**Exercise description:** Please report, copied in full, every line in the records below that contains the word "leaf".
═══ Records shown
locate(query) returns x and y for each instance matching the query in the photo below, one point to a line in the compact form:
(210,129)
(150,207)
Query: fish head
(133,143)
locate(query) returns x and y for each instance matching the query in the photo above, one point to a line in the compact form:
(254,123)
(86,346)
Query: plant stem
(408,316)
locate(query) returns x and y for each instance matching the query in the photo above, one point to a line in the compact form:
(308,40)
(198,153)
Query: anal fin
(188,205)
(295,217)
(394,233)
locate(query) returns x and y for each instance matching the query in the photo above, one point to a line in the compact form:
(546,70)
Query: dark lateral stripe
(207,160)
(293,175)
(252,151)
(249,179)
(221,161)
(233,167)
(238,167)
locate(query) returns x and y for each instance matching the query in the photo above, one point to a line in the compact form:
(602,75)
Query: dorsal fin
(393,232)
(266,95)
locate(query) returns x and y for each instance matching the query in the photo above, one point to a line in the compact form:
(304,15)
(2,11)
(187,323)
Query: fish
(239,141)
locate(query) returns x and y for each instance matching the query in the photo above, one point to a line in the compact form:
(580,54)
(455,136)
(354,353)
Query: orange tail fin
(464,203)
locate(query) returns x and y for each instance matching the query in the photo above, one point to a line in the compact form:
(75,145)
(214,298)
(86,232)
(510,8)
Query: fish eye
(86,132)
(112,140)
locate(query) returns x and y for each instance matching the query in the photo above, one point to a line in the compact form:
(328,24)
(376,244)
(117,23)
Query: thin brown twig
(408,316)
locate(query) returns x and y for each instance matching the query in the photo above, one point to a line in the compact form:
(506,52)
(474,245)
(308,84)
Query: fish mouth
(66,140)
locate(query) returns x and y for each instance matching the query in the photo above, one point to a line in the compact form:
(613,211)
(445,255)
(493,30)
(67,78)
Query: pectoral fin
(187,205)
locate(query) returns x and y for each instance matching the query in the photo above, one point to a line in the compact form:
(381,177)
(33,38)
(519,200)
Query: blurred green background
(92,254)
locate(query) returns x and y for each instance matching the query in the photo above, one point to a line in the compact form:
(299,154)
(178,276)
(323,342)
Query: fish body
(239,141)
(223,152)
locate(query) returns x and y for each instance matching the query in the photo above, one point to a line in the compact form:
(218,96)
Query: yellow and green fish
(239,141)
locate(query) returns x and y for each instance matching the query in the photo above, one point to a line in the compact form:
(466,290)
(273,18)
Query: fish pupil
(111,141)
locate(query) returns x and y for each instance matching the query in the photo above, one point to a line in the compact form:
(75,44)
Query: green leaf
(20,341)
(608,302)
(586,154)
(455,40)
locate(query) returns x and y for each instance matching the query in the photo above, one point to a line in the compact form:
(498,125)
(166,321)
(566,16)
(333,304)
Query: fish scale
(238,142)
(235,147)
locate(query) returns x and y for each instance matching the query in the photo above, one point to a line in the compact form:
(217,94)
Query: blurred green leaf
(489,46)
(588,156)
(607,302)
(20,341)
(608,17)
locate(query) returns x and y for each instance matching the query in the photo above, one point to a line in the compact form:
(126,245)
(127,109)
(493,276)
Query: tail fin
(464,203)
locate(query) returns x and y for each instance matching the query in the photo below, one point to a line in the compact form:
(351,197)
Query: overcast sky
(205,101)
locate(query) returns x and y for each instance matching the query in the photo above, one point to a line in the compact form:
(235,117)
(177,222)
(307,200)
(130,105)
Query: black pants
══════
**Task result:**
Query: green leaf
Query: blurred green leaf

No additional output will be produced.